● **Prompt**
Copy all of the material below exactly.
START Task input
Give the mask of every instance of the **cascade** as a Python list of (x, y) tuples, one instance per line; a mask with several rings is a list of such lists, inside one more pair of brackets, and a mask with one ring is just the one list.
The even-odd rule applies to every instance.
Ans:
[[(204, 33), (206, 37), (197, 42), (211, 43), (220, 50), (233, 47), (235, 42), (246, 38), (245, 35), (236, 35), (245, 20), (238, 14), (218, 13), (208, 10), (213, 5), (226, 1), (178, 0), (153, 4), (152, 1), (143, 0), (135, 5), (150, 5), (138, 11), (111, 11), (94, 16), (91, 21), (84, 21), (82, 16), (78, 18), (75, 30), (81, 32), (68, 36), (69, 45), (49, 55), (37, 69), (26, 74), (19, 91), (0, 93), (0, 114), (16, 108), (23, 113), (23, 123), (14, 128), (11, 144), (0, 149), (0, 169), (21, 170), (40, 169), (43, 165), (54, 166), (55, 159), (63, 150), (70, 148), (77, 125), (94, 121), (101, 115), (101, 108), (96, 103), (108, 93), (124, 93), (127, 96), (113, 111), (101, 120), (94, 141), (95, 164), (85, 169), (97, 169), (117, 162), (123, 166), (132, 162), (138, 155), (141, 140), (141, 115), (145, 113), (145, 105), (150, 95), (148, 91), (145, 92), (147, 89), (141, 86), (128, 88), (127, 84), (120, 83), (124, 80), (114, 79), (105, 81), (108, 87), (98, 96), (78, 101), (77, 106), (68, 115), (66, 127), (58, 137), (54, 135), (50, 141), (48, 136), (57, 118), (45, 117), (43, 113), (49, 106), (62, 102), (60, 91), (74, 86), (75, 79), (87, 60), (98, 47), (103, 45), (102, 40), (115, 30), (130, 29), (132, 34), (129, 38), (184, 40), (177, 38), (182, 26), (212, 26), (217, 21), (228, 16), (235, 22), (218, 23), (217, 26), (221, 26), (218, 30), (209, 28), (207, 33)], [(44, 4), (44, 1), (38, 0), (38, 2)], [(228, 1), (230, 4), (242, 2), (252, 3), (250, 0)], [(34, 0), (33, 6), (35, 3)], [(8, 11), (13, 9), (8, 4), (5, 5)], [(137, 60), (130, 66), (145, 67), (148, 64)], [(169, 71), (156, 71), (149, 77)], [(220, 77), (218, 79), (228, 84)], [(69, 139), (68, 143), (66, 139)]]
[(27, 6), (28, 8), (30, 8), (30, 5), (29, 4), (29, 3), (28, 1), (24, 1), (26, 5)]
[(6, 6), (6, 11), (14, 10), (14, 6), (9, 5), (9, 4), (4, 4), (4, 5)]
END Task input
● **Response below**
Give the mask of every instance of the **cascade** as a Python list of (x, y) tuples, one instance per line; a mask with several rings is a list of such lists, inside one more pair of brackets, and a mask with one ring is just the one list.
The even-odd rule applies to every instance.
Ans:
[[(204, 33), (206, 37), (197, 42), (211, 43), (220, 50), (233, 47), (235, 42), (246, 38), (245, 35), (236, 35), (245, 20), (238, 14), (218, 13), (208, 10), (213, 5), (226, 1), (178, 0), (153, 4), (152, 1), (143, 0), (135, 5), (150, 5), (138, 11), (111, 11), (94, 16), (91, 21), (84, 21), (82, 16), (78, 18), (75, 30), (81, 32), (68, 36), (69, 45), (49, 55), (37, 69), (26, 74), (19, 91), (0, 93), (0, 114), (16, 108), (23, 113), (23, 123), (14, 128), (11, 144), (0, 149), (0, 169), (21, 170), (40, 169), (43, 165), (54, 166), (55, 159), (63, 150), (70, 148), (77, 125), (94, 121), (101, 115), (101, 108), (96, 103), (108, 93), (124, 93), (127, 96), (113, 111), (101, 120), (94, 141), (95, 164), (85, 169), (97, 169), (117, 162), (123, 166), (132, 162), (138, 155), (141, 140), (141, 115), (145, 113), (145, 105), (150, 95), (148, 91), (145, 92), (147, 89), (141, 86), (128, 88), (127, 84), (120, 83), (124, 80), (114, 79), (105, 81), (108, 87), (98, 96), (78, 101), (77, 106), (68, 115), (66, 127), (58, 137), (54, 135), (50, 141), (48, 136), (57, 118), (45, 117), (43, 113), (49, 106), (62, 102), (60, 91), (74, 86), (75, 79), (87, 60), (98, 47), (103, 45), (102, 40), (115, 30), (130, 29), (132, 34), (129, 38), (184, 40), (177, 38), (182, 26), (212, 26), (217, 21), (228, 16), (235, 22), (218, 23), (217, 26), (221, 26), (218, 30), (209, 28), (207, 33)], [(44, 4), (44, 1), (38, 0), (38, 2)], [(228, 1), (230, 4), (242, 2), (252, 3), (250, 0)], [(34, 0), (33, 6), (35, 3)], [(8, 11), (13, 9), (8, 4), (5, 5)], [(137, 60), (130, 66), (145, 67), (148, 64)], [(169, 71), (156, 71), (149, 77)], [(220, 77), (218, 79), (228, 84)], [(69, 139), (68, 143), (66, 139)]]
[(27, 6), (28, 8), (30, 8), (30, 5), (29, 4), (29, 3), (28, 1), (24, 1), (26, 5)]
[(6, 6), (6, 11), (14, 10), (14, 6), (9, 5), (9, 4), (4, 4), (4, 5)]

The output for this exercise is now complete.